## The task
Arrange every line of the records below into a numbered list, omitting any blank lines.

## begin Records for this exercise

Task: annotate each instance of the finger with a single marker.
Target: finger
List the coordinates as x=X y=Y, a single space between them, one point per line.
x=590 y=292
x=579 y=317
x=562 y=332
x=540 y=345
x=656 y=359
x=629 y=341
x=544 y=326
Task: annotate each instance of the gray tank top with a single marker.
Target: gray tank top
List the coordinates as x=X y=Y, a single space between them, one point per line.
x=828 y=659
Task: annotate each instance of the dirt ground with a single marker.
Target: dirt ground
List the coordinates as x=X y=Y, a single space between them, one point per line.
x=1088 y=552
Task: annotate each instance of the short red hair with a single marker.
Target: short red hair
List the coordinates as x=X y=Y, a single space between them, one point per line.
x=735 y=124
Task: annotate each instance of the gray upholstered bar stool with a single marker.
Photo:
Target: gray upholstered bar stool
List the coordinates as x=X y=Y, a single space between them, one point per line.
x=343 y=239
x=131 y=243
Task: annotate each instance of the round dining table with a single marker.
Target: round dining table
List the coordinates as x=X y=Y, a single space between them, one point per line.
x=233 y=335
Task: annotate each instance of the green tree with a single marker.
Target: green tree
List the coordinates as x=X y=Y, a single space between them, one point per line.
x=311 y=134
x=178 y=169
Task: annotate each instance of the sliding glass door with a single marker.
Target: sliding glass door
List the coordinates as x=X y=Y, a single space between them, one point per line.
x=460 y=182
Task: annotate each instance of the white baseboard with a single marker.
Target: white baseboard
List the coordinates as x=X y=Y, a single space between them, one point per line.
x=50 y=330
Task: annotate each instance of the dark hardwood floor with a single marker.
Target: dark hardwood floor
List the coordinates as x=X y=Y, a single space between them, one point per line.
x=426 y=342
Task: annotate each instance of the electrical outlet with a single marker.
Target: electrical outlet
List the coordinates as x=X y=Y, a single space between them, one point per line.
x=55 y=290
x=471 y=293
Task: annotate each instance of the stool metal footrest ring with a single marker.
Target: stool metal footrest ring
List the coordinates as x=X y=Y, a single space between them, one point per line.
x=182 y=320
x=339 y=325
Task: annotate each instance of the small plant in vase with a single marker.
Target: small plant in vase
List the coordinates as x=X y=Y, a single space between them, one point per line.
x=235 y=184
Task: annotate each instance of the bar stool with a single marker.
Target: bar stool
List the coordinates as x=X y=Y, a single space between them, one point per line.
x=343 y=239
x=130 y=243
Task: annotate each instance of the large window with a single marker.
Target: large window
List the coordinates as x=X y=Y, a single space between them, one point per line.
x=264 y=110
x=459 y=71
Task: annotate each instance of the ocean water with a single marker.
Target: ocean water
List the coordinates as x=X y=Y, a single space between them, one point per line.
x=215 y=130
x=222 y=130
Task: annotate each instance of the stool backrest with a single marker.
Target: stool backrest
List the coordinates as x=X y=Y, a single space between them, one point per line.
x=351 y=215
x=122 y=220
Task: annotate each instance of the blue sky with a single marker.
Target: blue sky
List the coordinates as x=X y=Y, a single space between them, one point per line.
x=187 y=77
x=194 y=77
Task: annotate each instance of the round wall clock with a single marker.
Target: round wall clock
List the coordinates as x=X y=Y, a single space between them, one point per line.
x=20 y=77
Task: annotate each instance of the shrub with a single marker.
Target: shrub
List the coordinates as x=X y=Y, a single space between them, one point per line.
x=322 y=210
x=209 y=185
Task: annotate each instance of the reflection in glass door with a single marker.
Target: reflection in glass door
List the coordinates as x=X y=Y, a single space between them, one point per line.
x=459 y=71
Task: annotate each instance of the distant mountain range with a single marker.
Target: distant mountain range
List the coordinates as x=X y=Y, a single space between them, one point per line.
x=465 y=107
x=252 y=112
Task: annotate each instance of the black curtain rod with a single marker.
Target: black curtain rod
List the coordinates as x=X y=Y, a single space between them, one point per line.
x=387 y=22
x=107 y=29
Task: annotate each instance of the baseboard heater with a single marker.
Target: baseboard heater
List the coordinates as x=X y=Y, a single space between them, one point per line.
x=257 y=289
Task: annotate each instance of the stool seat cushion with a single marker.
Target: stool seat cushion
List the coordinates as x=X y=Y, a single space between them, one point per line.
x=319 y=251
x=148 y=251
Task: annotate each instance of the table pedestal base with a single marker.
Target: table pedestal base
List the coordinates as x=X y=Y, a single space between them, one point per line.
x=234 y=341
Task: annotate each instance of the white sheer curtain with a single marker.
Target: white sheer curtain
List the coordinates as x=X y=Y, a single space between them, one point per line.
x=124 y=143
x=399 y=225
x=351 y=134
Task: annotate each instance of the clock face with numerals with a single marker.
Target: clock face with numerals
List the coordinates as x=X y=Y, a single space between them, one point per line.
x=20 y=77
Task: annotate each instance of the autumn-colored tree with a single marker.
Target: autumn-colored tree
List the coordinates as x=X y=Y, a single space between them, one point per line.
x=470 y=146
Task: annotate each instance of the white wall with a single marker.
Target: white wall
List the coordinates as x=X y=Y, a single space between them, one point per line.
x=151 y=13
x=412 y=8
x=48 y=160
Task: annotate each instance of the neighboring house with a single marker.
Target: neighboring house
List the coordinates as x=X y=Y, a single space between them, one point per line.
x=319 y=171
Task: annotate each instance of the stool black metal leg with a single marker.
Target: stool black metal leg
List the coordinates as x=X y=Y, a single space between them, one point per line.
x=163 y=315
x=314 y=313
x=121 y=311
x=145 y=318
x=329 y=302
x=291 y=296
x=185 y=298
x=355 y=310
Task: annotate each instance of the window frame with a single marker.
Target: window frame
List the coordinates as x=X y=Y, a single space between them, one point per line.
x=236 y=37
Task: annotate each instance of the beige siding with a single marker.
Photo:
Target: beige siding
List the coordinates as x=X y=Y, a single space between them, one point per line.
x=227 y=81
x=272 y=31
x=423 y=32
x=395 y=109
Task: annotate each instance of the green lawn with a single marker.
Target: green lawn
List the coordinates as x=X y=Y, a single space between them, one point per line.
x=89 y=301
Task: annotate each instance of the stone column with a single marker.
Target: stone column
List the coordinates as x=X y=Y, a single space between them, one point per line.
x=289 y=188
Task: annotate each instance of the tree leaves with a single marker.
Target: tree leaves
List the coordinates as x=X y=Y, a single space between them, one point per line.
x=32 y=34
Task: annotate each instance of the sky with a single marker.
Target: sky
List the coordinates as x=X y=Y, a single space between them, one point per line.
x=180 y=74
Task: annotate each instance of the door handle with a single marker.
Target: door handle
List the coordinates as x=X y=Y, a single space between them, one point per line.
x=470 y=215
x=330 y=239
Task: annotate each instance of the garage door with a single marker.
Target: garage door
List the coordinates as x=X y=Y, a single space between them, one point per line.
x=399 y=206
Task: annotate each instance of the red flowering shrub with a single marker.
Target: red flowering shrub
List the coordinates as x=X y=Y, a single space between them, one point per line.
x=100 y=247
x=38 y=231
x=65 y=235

## end Records for this exercise

## Response for this exercise
1. Task: annotate each instance of the finger with a single marker.
2. Target: finger
3. List the coordinates as x=X y=Y, a single space between them, one point per line.
4. x=590 y=292
5. x=579 y=317
6. x=562 y=332
7. x=540 y=345
8. x=656 y=359
9. x=629 y=341
10. x=544 y=326
11. Task: annotate each instance of the gray tank top with a single marker.
12. Target: gray tank top
13. List the coordinates as x=X y=Y, a single space between them, one point per line.
14. x=828 y=659
15. Task: annotate each instance of the dirt ground with a single marker.
16. Target: dirt ground
17. List the coordinates as x=X y=Y, a single space between them, one point per line.
18. x=1088 y=552
19. Task: annotate each instance of the short red hair with a single marker.
20. Target: short red hair
21. List the coordinates as x=X y=Y, a single space between them, one point per line.
22. x=735 y=124
23. Task: annotate each instance of the gray upholstered bar stool with a single marker.
24. Photo:
25. Target: gray upholstered bar stool
26. List the coordinates as x=X y=Y, a single space between them, one point per line.
27. x=343 y=239
28. x=131 y=243
29. Task: annotate each instance of the round dining table with a single marker.
30. Target: round dining table
31. List the coordinates as x=X y=Y, a single space between them, one point per line.
32. x=233 y=335
33. Task: annotate each instance of the green tree with a single marker.
34. Target: green tree
35. List the coordinates as x=X y=Y, a single space between them, one point per line.
36. x=311 y=134
37. x=178 y=169
38. Task: annotate each instance of the sliding glass door with a single marker.
39. Target: sliding glass door
40. List the coordinates as x=X y=Y, a single space between them, one point per line.
41. x=460 y=182
42. Task: annotate each instance of the white baseboard with a single marker.
43. Target: white baseboard
44. List the coordinates as x=X y=Y, a single space between them, one point per line.
45. x=50 y=330
46. Task: annotate each instance of the dark hardwood floor with a single marker.
47. Target: dark hardwood floor
48. List the coordinates as x=X y=Y, a single space between them, one point per line.
49. x=426 y=342
50. Task: annotate each instance of the electrical outlet with a single marker.
51. Target: electrical outlet
52. List the coordinates as x=X y=Y, a single space between them, one point per line.
53. x=55 y=290
54. x=471 y=293
55. Task: annotate each instance of the stool metal footrest ring with a single marker.
56. Target: stool metal footrest ring
57. List the coordinates as x=X y=Y, a single space between them, one point per line.
58. x=182 y=320
59. x=339 y=325
60. Task: annotate each instance of the small plant in vase with a single marker.
61. Target: small plant in vase
62. List the coordinates as x=X y=Y, a single space between them, one point per line.
63. x=235 y=184
64. Task: annotate each instance of the bar stool with a single marker.
65. Target: bar stool
66. List the coordinates as x=X y=Y, a single space between them, one point per line.
67. x=343 y=239
68. x=130 y=243
69. Task: annotate each instance of the large window with a single marker.
70. Target: large window
71. List the coordinates as x=X y=Y, a single space between them, one point per line.
72. x=264 y=110
73. x=459 y=71
74. Task: annotate each instance of the ocean water with a single marker.
75. Target: ocean water
76. List the coordinates as x=X y=Y, a single space between them, one point per line.
77. x=215 y=130
78. x=222 y=130
79. Task: annotate each instance of the stool backrest with a single marker.
80. Target: stool backrest
81. List the coordinates as x=X y=Y, a single space between them, one point per line.
82. x=351 y=215
83. x=122 y=220
84. Task: annotate each instance of the blue sky with a single marker.
85. Target: blue sky
86. List the coordinates as x=X y=Y, a single space between them, one point per line.
87. x=187 y=77
88. x=194 y=77
89. Task: annotate each instance of the round wall clock with a single marker.
90. Target: round wall clock
91. List the coordinates as x=X y=Y, a single space between them, one point per line.
92. x=20 y=77
93. Task: annotate each instance of the shrub with a single marker.
94. Target: shrub
95. List the coordinates as x=X y=Y, a single space between them, one point per line.
96. x=322 y=210
97. x=209 y=185
98. Task: annotate each instance of the reflection in glass door with a single marker.
99. Target: reflection in glass door
100. List the coordinates as x=X y=Y, a single space between them, one point per line.
101. x=459 y=71
102. Task: annotate each instance of the distant mountain range with a single marker.
103. Target: distant mountain range
104. List the coordinates as x=X y=Y, a single space between them, one point per line.
105. x=465 y=107
106. x=252 y=112
107. Task: annotate each instance of the black curtain rod with a single marker.
108. Target: black curtain rod
109. List the coordinates as x=X y=Y, a single space between them, one point per line.
110. x=387 y=22
111. x=107 y=29
112. Task: annotate each instance of the baseboard heater with a single marker.
113. Target: baseboard heater
114. List the coordinates as x=X y=Y, a single space between them, one point per line.
115. x=257 y=289
116. Task: annotate each instance of the stool seat cushion with a single marker.
117. Target: stool seat cushion
118. List the coordinates as x=X y=Y, a single space between them, one point per line.
119. x=319 y=251
120. x=148 y=251
121. Task: annotate each instance of the table pedestal base with a single marker.
122. Target: table pedestal base
123. List the coordinates as x=X y=Y, a single space between them, one point per line.
124. x=234 y=341
125. Task: annotate each instance of the white sheer curtain with a single marker.
126. Target: white sheer curtain
127. List the coordinates as x=X y=Y, a single space between them, one point per line.
128. x=124 y=143
129. x=399 y=225
130. x=351 y=134
131. Task: annotate each instance of the clock face with numerals with a single marker.
132. Target: clock face with numerals
133. List the coordinates as x=X y=Y, a single space between them, one point per line.
134. x=20 y=77
135. Task: annotate each instance of the autumn-colored tree with a single marker.
136. Target: autumn-colored tree
137. List the coordinates as x=X y=Y, a single space between them, one point per line.
138. x=470 y=146
139. Task: annotate each instance of the white wall with a single marker.
140. Target: white wall
141. List the coordinates as x=X y=Y, a single space between them, one point per line.
142. x=151 y=13
143. x=412 y=8
144. x=48 y=160
145. Task: annotate each instance of the neighboring house with a single marker.
146. Target: neighboring house
147. List the coordinates as x=X y=Y, a single space between them, one point per line.
148. x=319 y=171
149. Task: annotate each instance of the stool black metal leg with a single marker.
150. Target: stool black metal leg
151. List the coordinates as x=X y=Y, a single space between them, one point per line.
152. x=163 y=315
153. x=314 y=313
154. x=121 y=311
155. x=145 y=318
156. x=329 y=302
157. x=291 y=296
158. x=185 y=298
159. x=355 y=310
160. Task: annotate each instance of the window frame with a single marker.
161. Target: window frame
162. List the coordinates as x=X y=Y, a single space between them, one point per line.
163. x=236 y=37
164. Task: annotate each instance of the beige siding with a single marker.
165. Photo:
166. Target: beige siding
167. List the coordinates as x=X y=Y, a single space between them, one point per line.
168. x=227 y=81
169. x=272 y=31
170. x=423 y=32
171. x=395 y=109
172. Task: annotate each instance of the green lawn with a single marker.
173. Target: green lawn
174. List the coordinates as x=X y=Y, a single space between them, one point per line.
175. x=89 y=301
176. Task: annotate each instance of the stone column with a single marker.
177. Target: stone column
178. List the coordinates as x=X y=Y, a single space between them, one point per line.
179. x=289 y=188
180. Task: annotate each instance of the tree leaves with a single marker.
181. Target: tree leaves
182. List the coordinates as x=X y=Y, a single space between them, one point per line.
183. x=32 y=34
184. Task: annotate each instance of the sky with a single marker.
185. Target: sky
186. List the coordinates as x=X y=Y, a single space between them, one point per line.
187. x=180 y=74
188. Task: annotate each instance of the door handle with a single marker.
189. Target: door handle
190. List the coordinates as x=X y=Y, a single space between them, one point per line.
191. x=470 y=215
192. x=330 y=239
193. Task: annotate each instance of the garage door with a single marker.
194. Target: garage door
195. List the coordinates as x=X y=Y, a single space between them, one point per line.
196. x=399 y=206
197. Task: annotate each instance of the red flowering shrub with a single marker.
198. Target: red flowering shrub
199. List the coordinates as x=X y=Y, a single space between them, one point per line.
200. x=100 y=247
201. x=38 y=231
202. x=65 y=235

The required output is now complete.